The problem: Edit the data below by replacing "drop a marker" with "place a point" everywhere it occurs, and reproduce every line otherwise unchanged. Omit the pictures from your version.

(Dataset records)
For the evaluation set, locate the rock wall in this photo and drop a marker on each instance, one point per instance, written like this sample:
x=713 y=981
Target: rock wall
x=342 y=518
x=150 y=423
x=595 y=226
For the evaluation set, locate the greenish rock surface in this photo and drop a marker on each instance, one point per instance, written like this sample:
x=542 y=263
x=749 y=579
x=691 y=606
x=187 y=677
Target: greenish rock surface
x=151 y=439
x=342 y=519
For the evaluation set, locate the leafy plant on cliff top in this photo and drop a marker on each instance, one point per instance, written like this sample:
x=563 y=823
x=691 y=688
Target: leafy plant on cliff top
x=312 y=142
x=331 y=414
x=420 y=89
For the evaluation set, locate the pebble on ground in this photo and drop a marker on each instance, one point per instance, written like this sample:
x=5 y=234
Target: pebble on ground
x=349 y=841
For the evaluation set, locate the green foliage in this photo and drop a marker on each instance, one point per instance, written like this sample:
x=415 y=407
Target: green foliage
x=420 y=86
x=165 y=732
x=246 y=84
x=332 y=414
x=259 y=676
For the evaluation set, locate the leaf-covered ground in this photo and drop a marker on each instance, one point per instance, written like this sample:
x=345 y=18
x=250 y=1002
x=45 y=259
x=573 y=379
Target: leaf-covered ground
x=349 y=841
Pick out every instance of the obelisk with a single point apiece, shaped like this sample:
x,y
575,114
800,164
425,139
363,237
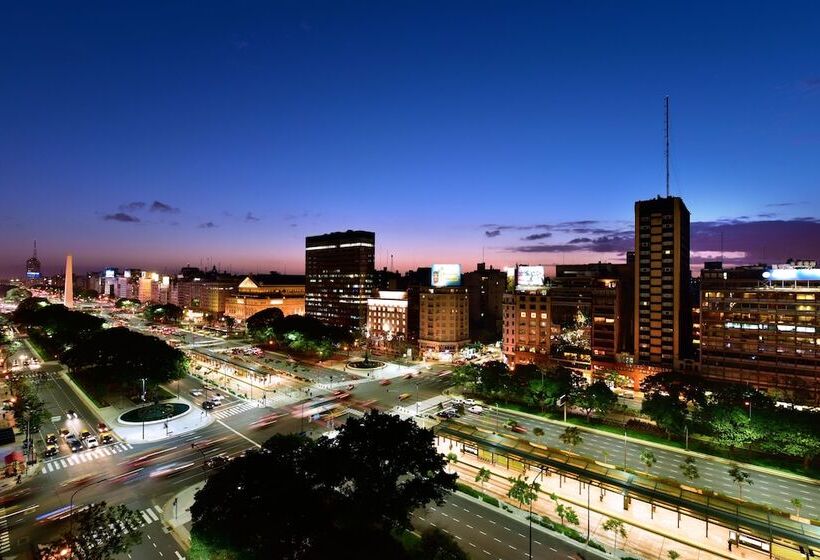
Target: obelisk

The output:
For the evaluation set, locate the rock wall in this photo and place a point on each instance, one point per instance, written like this sample:
x=713 y=981
Target: rock wall
x=342 y=518
x=150 y=423
x=595 y=226
For the evaluation set, locate the greenish rock surface in this photo and place a point on each instance, one point per instance, written like this sample:
x=542 y=263
x=749 y=579
x=691 y=606
x=187 y=677
Target: greenish rock surface
x=151 y=439
x=342 y=519
For the evaluation set, locate the leafy plant on cliff top in this photo and place a point on each instance, one point per instance, written like this sample:
x=563 y=823
x=691 y=688
Target: leafy plant on cliff top
x=312 y=142
x=331 y=414
x=420 y=89
For the evaluation set, locate the pebble on ground in this photo and place a point on each instance, one point per instance, written like this sample:
x=5 y=234
Target: pebble on ground
x=349 y=841
For the evaluation set, locate the green foliage in this photo and place a point on each instance, one point per instance, written like this sample:
x=415 y=407
Target: green foliage
x=420 y=86
x=165 y=732
x=246 y=84
x=332 y=414
x=259 y=676
For the evaluation set, locate the leaf-covered ground in this photo and place a point on each instance, one point per instance, written like this sample:
x=345 y=18
x=250 y=1002
x=45 y=259
x=573 y=379
Target: leaf-covered ground
x=349 y=841
Pick out every instance of the obelisk with a single point apiece, shaped like this sample:
x,y
575,114
800,164
425,139
363,237
Target: obelisk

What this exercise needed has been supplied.